TEXTO DE LECTURA:
++++++++++++++++++++

Tenía previsto llegar a Túnez coincidiendo con el año nuevo de la Hégira. No por nada especial, sino por una maniática inducción cronológica, debida probablemente a alguna variante gregoriana de la superstición. Pero me equivoqué de almanaque. 0, mejor dicho, no calculé bien las fechas de acuerdo con el calendario musulmán, que se rige -como es bien sabido- por la Luna. De modo que cada año, según la cuenta cristiana, se adelantan las fiestas religiosas islámicas 12 días, y yo me guié por un cómputo atrasado. Cuando aterricé en Túnez ya estaba bien entrado el año 1409 de la Hégira. Mi ignorancia me deparó cierto malestar psicológico, no sé muy, bien por qué. Mejor me quedo con la duda.La aclaración de lo del calendario me llegó mientras dejábamos atrás Ibiza -una mancha verdinegra en el palastro mohoso del mar-, y me la proporcionó un pasajero tunecino provisto de toda clase de irreverencias y locuacidades. Lo primero que pensé es que tan inocente contrariedad muy bien me habría permitido, ya olvidado de cualquier capricho cronológico, hacer el viaje por vía marítima, eligiendo alguna de las líneas que enlazan Túnez con Nápoles o Palermo. Por supuesto que se trata de un transporte cuya morosidad no lo hace apto para fugitivos, pero que está más en consonancia con mis gustos. Y con ese salto más bien aparatoso que va del 1988 cristiano al 1409 musulmán. Aparte de que también me habría librado de alguna que otra incorregible aprensión cada vez que advertía que las aguas por las que pude navegar quedaban a 9.000 metros bajo mis pies. La verdad es que el común de los mortales no tiene por qué estar capacitado para asimilar semejante desorden.

++++++++++++++++++++

[Entradas de etiquetado de la posición de objetos]
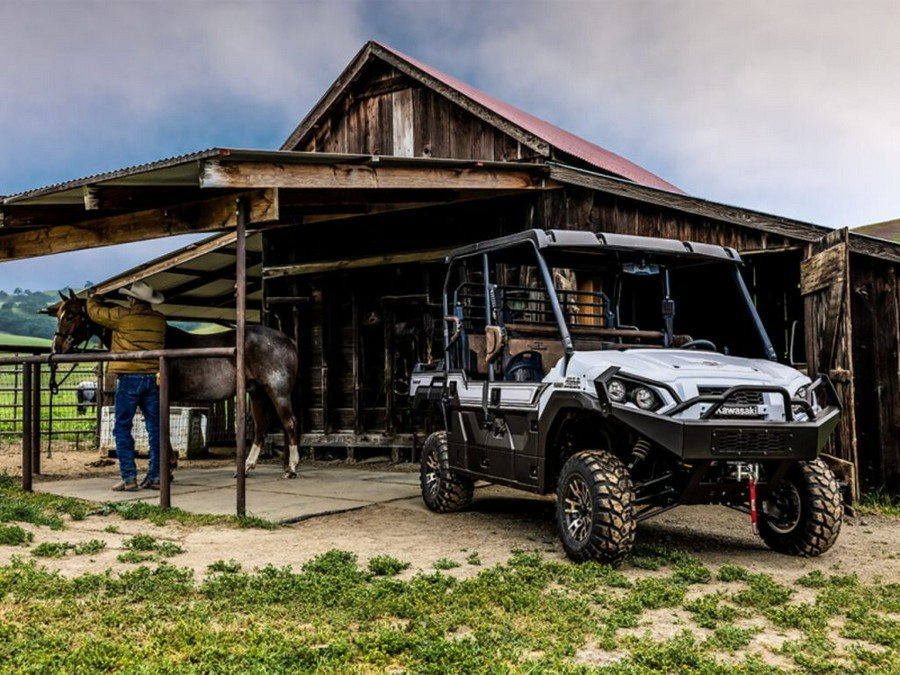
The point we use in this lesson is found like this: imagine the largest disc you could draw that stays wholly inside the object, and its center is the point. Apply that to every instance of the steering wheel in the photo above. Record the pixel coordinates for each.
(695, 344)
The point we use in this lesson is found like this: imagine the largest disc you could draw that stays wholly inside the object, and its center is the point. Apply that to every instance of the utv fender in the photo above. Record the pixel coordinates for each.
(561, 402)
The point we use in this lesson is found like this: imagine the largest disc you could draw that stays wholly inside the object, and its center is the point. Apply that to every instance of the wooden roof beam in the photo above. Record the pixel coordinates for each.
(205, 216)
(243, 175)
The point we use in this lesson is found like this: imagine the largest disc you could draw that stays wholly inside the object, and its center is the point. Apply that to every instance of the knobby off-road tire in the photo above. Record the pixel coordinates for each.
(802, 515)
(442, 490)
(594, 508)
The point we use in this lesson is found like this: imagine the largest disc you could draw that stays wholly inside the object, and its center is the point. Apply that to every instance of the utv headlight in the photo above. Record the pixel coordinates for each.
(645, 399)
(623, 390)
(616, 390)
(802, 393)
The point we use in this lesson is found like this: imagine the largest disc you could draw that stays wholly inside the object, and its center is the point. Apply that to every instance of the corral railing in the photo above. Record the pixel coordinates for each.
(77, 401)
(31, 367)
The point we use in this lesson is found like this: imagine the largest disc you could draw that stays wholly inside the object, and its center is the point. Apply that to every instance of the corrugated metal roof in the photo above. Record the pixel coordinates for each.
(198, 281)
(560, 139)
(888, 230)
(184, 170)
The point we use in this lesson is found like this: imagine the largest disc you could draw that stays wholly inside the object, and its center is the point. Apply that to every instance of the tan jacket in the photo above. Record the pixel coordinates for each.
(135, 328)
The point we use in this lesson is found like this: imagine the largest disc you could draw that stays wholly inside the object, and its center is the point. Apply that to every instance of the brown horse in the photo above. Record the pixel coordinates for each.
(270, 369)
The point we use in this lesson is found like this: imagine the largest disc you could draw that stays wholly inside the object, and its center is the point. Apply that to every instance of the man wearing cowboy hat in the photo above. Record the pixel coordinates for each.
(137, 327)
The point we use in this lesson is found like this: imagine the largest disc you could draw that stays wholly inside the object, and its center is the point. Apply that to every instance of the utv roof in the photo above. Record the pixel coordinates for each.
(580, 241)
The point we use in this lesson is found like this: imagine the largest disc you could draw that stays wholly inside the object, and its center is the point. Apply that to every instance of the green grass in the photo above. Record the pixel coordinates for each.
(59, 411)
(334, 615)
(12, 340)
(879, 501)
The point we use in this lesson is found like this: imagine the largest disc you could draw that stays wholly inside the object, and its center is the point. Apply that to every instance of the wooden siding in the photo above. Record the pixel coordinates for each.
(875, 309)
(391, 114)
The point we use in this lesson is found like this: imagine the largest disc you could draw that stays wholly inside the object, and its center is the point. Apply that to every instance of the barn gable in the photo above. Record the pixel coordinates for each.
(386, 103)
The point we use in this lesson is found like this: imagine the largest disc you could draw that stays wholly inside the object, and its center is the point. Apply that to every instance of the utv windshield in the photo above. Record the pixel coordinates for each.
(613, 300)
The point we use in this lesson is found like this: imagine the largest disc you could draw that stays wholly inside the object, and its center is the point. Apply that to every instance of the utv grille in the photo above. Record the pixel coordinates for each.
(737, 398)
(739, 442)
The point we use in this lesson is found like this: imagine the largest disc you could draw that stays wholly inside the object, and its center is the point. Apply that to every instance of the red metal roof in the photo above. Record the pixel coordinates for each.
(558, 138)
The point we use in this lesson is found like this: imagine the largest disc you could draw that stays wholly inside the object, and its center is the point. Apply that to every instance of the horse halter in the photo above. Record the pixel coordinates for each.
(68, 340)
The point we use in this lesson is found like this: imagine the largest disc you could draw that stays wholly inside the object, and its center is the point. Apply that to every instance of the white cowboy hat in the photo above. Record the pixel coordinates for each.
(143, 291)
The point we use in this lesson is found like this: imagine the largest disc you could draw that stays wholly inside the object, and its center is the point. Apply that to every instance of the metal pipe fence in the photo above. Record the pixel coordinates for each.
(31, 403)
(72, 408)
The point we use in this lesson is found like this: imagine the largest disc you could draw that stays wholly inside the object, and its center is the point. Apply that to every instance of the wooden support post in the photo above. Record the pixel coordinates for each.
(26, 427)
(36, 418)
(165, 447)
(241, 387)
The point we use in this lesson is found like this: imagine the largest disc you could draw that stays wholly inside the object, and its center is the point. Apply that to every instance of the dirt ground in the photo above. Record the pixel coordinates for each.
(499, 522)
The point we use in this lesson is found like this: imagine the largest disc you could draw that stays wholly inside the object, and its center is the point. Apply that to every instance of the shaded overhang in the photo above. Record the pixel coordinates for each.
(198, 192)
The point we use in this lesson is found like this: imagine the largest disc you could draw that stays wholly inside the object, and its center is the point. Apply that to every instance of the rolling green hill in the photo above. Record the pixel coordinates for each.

++++++++++++++++++++

Prosigue el relato del viaje a Túnez a partir de su última frase.

RESULTADO:
El avión de la Tunis-Air puede confundirse con cualquier otro avión de la cristiandad, a no ser que dispone de más niños sueltos y más aire de fonda. Tal vez las azafatas tengan una mirada menos juiciosa, con esa cadencia húmeda de quienes han visto anochecer muchas veces por los aires del Africa vetus; tal vez la presión de la cabina se acoja al método reverencial de la hora de la plega a No sé. En todo caso, lo que sí ocurría es que el rumbo del avión, de acuerdo con la bajante solar apuntaba con notoria exactitud a La Meca, cosa que no significaba más de lo que yo quería que significara. Miré a mi alrededor en busca de peregrinos, pero decididamente no los había. Ni siquiera había nadie cuya pinta remitiera a algo diferente a un descreído del género ambiguo. Pedí entonces, por hábito, una copa de oloroso, quizá para aminorar mis reiteradas inclinaciones librescas, pero, consecuentemente, no tenían oloroso. Sí, en cambio, su vino blanco -de Teburba, decía la etiqueta-, cuyo primer sabor era el de la macedonia de frutas.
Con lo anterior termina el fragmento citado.